##### Task material #####

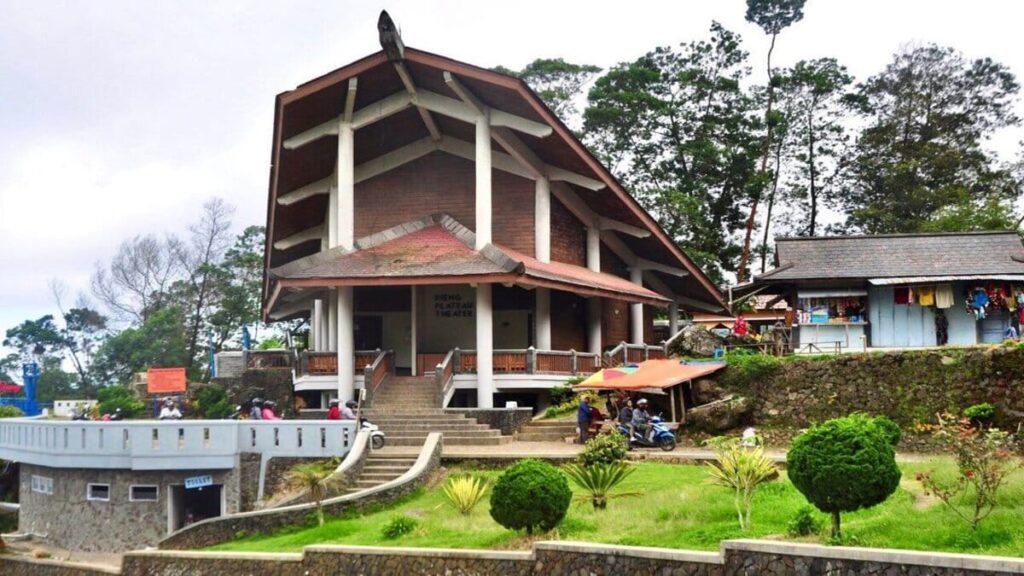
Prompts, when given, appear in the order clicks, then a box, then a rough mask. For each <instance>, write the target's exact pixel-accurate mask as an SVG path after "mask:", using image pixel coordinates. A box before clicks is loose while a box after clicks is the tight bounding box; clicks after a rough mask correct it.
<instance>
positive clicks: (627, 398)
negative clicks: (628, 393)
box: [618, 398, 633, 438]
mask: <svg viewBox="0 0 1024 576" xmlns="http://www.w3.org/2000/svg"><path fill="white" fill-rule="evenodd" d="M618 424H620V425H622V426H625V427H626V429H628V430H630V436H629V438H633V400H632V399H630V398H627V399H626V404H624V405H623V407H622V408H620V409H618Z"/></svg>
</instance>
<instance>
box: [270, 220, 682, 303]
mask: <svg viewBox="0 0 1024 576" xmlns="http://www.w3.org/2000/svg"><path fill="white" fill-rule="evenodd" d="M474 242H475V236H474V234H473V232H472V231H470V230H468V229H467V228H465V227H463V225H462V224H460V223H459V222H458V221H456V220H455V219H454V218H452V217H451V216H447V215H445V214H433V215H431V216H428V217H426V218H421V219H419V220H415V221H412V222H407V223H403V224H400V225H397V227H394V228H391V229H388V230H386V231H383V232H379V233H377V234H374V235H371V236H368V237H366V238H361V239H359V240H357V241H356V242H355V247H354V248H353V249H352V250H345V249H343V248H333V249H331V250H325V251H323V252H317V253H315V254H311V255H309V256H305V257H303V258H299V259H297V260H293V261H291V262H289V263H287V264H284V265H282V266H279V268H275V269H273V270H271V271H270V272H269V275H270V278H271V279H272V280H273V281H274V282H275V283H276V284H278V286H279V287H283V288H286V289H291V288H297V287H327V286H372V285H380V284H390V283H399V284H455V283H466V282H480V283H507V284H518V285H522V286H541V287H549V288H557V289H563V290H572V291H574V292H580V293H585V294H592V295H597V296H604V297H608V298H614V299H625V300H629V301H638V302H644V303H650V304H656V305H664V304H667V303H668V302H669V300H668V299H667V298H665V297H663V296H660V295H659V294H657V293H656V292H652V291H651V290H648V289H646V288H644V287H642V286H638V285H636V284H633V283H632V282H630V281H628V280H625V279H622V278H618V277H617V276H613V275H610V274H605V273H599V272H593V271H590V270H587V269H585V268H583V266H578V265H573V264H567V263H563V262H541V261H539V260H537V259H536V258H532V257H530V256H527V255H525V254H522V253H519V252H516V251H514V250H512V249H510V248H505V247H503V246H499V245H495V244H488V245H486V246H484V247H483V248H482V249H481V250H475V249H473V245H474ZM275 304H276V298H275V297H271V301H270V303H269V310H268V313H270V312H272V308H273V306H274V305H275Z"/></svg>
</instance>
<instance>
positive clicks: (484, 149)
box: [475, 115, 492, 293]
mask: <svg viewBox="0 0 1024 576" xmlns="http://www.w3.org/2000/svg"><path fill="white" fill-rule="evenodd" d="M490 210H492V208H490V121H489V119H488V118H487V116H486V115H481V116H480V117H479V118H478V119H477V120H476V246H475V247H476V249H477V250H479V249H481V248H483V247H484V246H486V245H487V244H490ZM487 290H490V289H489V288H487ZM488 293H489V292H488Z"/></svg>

#####
##### Task material #####

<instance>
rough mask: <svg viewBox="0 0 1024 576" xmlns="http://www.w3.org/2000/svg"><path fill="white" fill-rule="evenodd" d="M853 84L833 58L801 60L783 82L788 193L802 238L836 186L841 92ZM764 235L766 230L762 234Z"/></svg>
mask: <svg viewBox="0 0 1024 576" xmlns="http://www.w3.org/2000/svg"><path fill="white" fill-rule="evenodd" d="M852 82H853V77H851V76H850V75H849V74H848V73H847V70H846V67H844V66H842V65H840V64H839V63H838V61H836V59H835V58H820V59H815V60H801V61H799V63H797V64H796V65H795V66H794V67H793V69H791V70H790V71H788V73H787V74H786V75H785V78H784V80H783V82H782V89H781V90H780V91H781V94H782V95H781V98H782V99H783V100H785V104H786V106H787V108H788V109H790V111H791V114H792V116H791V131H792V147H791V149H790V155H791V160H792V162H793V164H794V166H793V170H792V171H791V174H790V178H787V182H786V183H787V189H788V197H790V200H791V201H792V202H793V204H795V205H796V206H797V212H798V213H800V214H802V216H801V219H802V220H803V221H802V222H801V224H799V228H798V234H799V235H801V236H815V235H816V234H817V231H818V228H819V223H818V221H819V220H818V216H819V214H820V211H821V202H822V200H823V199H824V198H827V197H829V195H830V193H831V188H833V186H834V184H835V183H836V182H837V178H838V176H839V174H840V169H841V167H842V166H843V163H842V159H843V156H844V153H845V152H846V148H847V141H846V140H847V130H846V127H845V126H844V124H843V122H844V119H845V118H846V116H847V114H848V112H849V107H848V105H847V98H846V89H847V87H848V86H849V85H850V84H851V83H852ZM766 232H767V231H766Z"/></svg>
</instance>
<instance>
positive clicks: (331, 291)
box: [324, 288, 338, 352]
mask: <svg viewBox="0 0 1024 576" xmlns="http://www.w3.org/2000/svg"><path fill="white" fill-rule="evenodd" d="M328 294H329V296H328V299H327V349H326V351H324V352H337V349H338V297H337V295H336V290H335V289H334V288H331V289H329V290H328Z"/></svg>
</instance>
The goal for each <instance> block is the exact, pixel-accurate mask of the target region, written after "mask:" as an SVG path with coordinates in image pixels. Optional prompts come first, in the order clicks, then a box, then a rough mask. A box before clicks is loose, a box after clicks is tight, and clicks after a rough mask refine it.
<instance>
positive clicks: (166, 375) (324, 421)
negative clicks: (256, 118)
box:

#####

> **Problem**:
How many lines in the rows contain the string "negative", counting only matches with the same case? Give the number alone.

> **Exercise solution**:
2